## DOCUMENT EXTRACT
At the heart of the landscape is a system of ponds, surrounded by hills (tsukiyama), and enclosed by a network of interconnected paths, pavilions, bridges, and decks. As the name implies, the garden unfolds as an ever-changing series of landscape perspectives to visitors who stroll along those thoroughfares.

Built in the tradition of Edo-period (1600-1868) stroll gardens, the Fort Worth Japanese Garden integrates several Japanese styles of garden design into a single landscape. Examples of the 'Hill-and-Pond' (tsukiyama rinsentei), 'Dry Landscape' (karesansui), 'Tea Garden' (roji), and 'Enclosed-Garden' (tsubo niwa), types are all expressed there. In addition, the garden features architectural elements derived from venues historically associated with Japanese gardening. These include Buddhist temples, Imperial villas, the estates of Samurai lords, and the townhouse gardens of wealthy merchants.

Several unconventional architectural elements are exhibited in the Fort Worth Japanese garden. One of them, called the 'Pavilion', is derivative of a Shinto shrine's main hall. It stands above the ground on posts, and features several gabled roofs with criss-crossed extensions (chigi). Another unusual garden element is the 'Mikoshi', an ornate palanquin donated to Fort Worth by the citizens of Nagaoka, Japan. Likewise, a 'taijitu' (yin-yang symbol), a graceful Indochinese Buddha, and three stone monkeys (Mizaru, Kikazaru, and Iwazaru), are all atypical additions unique to this Fort Worth exhibit.

The 'Karesansui Garden' (formerly called the 'Meditation Garden'), is patterned after Kyoto's famous 'Garden of the Abbot's Quarters', at the Ryoanji temple complex. It is a classic fifteen-stone, 'Hira niwa' (Flat Garden) composition, that has its own unique characteristics. One of them is an elevated and enclosed viewing veranda, evocative of a Japanese-style roofed bridge (rokyo). It surrounds the flat garden, allowing it to be viewed from all sides. Another is the exclusion of plant material from the exhibit's core. The fifteen boulders are surrounded by patterned gravel (samon), enclosed within a stone retainer, and surrounded by black volcanic scoria. The only plants allowed to flourish within this composition are the fruticose lichens which have colonized the boulder's surfaces. This minimalist exhibit stands as an exuisite metaphor of the famously sparse Zen aesthetic.

## SUPPLIED ENTRIES
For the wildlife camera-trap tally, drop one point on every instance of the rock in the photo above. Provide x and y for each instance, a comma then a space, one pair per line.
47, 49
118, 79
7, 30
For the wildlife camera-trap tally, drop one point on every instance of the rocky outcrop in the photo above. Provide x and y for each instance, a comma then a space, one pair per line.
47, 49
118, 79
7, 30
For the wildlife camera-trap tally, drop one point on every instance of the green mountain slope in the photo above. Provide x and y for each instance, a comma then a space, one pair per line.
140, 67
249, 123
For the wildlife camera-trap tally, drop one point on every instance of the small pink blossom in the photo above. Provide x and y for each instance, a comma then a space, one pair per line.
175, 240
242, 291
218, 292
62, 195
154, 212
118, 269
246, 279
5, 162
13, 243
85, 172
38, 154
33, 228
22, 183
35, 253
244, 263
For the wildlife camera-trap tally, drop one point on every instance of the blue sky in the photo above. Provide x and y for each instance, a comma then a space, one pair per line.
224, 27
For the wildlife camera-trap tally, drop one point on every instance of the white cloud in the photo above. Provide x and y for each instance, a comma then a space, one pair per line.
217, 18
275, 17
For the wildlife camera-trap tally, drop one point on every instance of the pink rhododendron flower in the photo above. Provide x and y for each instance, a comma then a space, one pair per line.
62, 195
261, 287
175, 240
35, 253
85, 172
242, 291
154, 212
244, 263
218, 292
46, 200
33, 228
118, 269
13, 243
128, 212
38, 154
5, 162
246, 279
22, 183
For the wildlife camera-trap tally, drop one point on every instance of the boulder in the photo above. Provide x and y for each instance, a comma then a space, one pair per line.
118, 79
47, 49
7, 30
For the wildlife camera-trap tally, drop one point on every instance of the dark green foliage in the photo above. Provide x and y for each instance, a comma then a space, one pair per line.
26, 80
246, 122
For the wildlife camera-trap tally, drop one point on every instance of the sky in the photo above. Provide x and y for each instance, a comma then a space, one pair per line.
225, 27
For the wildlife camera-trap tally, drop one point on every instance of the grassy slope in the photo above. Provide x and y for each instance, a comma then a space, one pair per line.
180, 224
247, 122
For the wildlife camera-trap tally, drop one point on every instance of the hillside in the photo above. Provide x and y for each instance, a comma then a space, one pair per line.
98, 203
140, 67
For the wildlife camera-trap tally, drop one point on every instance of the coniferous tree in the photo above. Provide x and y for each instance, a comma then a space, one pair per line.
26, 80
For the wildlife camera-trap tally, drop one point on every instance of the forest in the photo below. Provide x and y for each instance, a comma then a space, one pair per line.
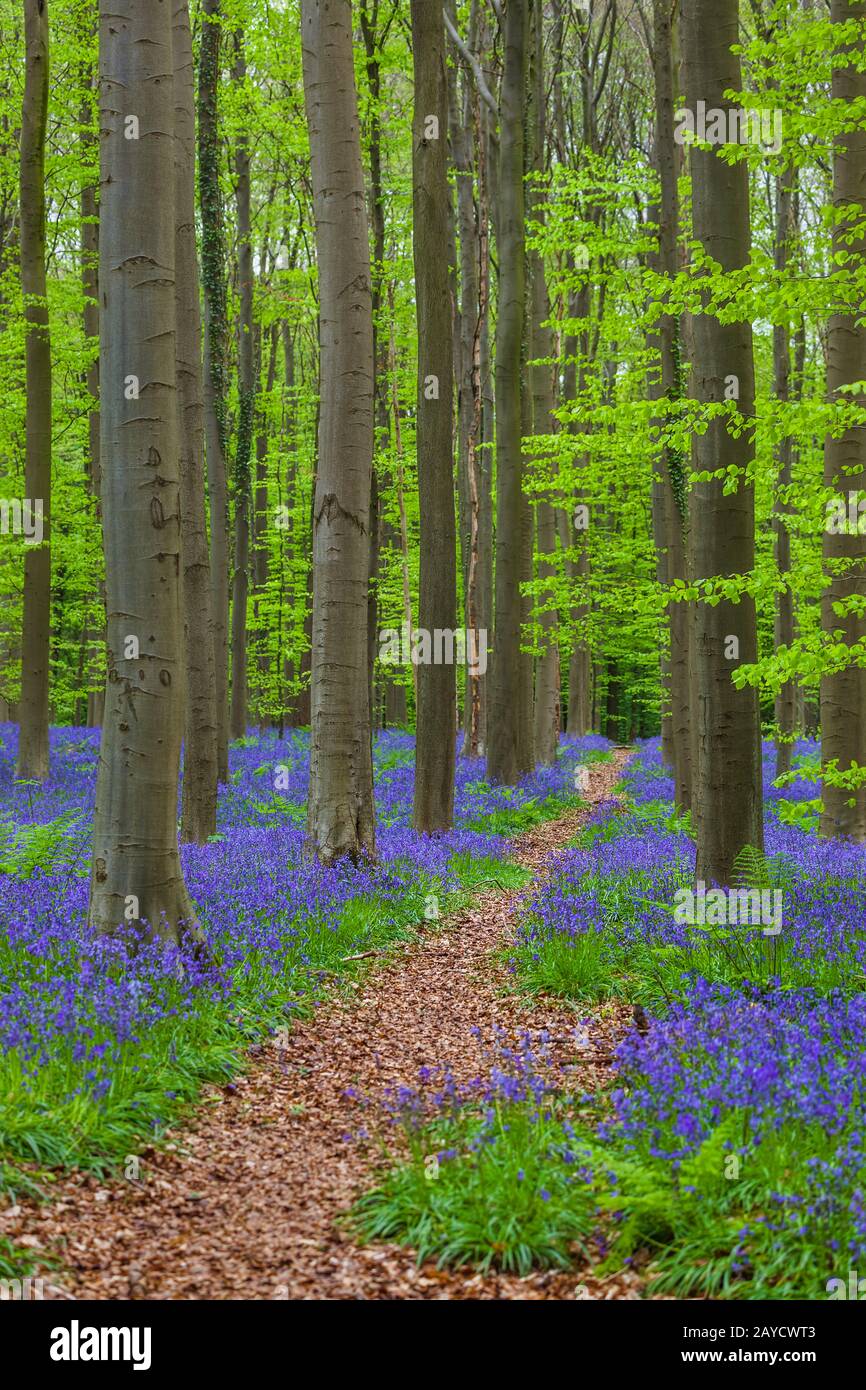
433, 652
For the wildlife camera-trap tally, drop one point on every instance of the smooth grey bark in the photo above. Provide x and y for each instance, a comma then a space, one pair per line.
243, 442
670, 487
374, 38
437, 699
544, 423
727, 779
783, 635
36, 622
505, 684
89, 284
216, 328
200, 772
136, 877
341, 815
843, 698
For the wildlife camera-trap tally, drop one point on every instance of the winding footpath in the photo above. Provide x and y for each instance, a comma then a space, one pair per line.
245, 1201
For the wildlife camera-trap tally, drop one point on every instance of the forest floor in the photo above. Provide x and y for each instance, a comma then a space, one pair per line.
246, 1200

## WORK REQUEST 1
According to the Fort Worth Japanese Garden text, why can visitors view the Karesansui Garden's flat composition from all sides?
## WORK REQUEST 2
Could you resume the Fort Worth Japanese Garden text, starting after its final sentence?

## OUTPUT 1
An elevated and enclosed viewing veranda, evocative of a Japanese-style roofed bridge (rokyo), surrounds the flat garden. This arrangement lets it be seen from every side.

## OUTPUT 2
The Fort Worth Japanese Garden's 'Moon-Viewing Deck' is a creative adaptation of the Ginkakuji temple's famous 'Kogetsudai' sand cone. Fort Worth's version is intended to be an interactive karesansui exhibit, in which visitors may ascend the flat-topped cone via steps, and view the composition from above. A 'Taijitu' (a yin-yang symbol), lies embossed in exposed-aggregate concrete at the summit. This highly unusual (but fun) addition to a Japanese garden is ultimately a cosmological symbol of Chinese origin. It also has other interpretations, including its most important contemporary association with Korean culture, and as a metaphor for oriental mysticism in American 'Pop' culture. The exhibit also features an amphitheatre that is countersunk into the same platform as the cone. Together, they serve as a performance venue for the garden's two annual festivals (matsuri), and as a moonlit chapel for weddings.

Two karesansui (dry landscape) exhibits at the Fort Worth Japanese Garden are evocative of rivers that originate in mountainous terrain. One of them begins adjacent the garden's 'Pavilion', and 'flows' down a winding, boulder-lined channel, to a small lake or sea. Here, the 'water' consists entirely of ornamental gravel, and can be viewed from several levels along its length. The other exhibit is near the garden's 'Moon-Viewing' deck. Like the first, it begins in a group of boulders that are intended to suggest a craggy range of mountains. This 'river' of mixed cobbles then descends along a terraced, boulder-lined channel, that is, in turn, surrounded by a berm of fine-textured turf. It disappears in the midst of several large boulders, like a river descending into a canyon. This creative departure from karesansui tradition was intended to suggest a purely American landmark. It is a garden metaphor of the Colorado River, which rises in the Rocky Mountains, flows across an elevated plateau, and descends into the depths of the Grand Canyon.